• **Job**
Count the lines in the items below that contain the word "bowl", and reply with that number alone.

• **Excerpted data**
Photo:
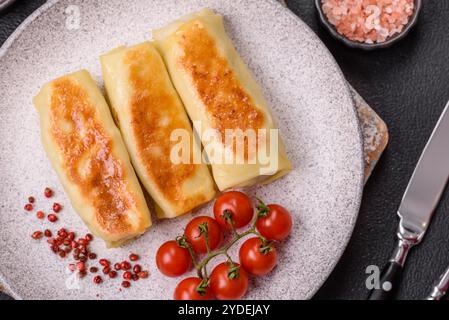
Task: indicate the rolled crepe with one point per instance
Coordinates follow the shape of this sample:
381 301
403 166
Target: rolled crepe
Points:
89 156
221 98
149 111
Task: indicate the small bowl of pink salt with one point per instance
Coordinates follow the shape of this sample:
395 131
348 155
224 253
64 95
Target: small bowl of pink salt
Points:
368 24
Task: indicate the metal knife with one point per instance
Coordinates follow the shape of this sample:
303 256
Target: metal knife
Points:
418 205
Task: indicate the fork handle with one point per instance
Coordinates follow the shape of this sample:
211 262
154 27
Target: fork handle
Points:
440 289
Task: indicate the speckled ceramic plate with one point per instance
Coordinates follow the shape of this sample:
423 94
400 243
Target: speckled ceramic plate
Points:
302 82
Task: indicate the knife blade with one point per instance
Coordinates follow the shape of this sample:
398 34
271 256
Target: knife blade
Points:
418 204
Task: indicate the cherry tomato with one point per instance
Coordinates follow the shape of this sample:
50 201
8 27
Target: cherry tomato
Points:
==
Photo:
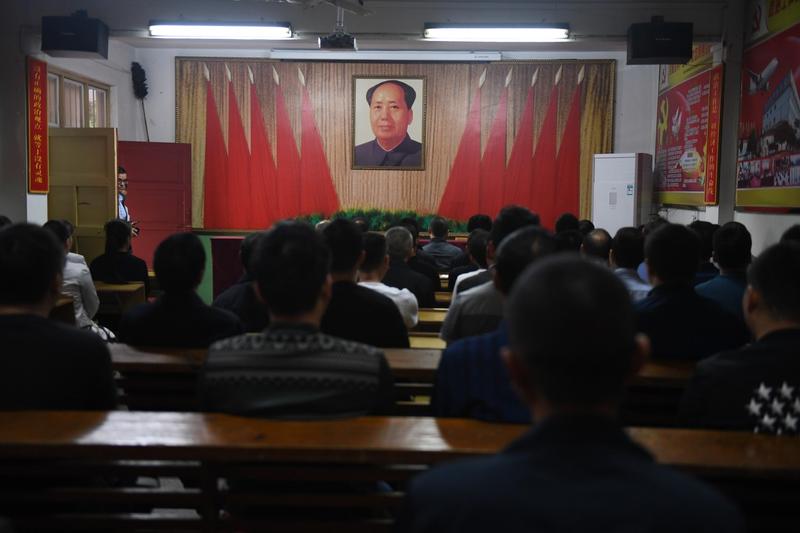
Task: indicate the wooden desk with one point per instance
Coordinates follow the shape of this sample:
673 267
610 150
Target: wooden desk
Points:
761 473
--
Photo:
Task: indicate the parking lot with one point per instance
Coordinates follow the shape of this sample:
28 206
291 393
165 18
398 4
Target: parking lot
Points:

• **Completed exercise**
2